• _What to do_
Revise the data below by replacing "thin twig" with "slender branch" and leave everything else unchanged.

Box annotation data rows:
= = = =
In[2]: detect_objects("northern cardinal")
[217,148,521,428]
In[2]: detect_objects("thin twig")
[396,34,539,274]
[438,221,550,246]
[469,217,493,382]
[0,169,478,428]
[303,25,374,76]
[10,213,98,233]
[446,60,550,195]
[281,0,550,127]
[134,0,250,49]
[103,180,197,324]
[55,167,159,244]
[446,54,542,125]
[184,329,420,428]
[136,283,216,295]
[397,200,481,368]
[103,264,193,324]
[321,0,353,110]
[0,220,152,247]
= = = =
• _Exercise response_
In[2]: detect_objects("northern cardinal")
[217,148,521,428]
In[2]: detect_objects("slender branch")
[396,34,539,274]
[438,221,550,246]
[469,217,493,382]
[0,169,478,428]
[303,25,374,76]
[10,213,98,233]
[446,60,550,195]
[281,0,550,127]
[134,0,250,49]
[103,180,197,324]
[55,167,159,244]
[446,54,542,125]
[184,329,420,428]
[136,283,216,295]
[397,200,481,368]
[103,264,193,324]
[321,0,353,110]
[0,220,152,247]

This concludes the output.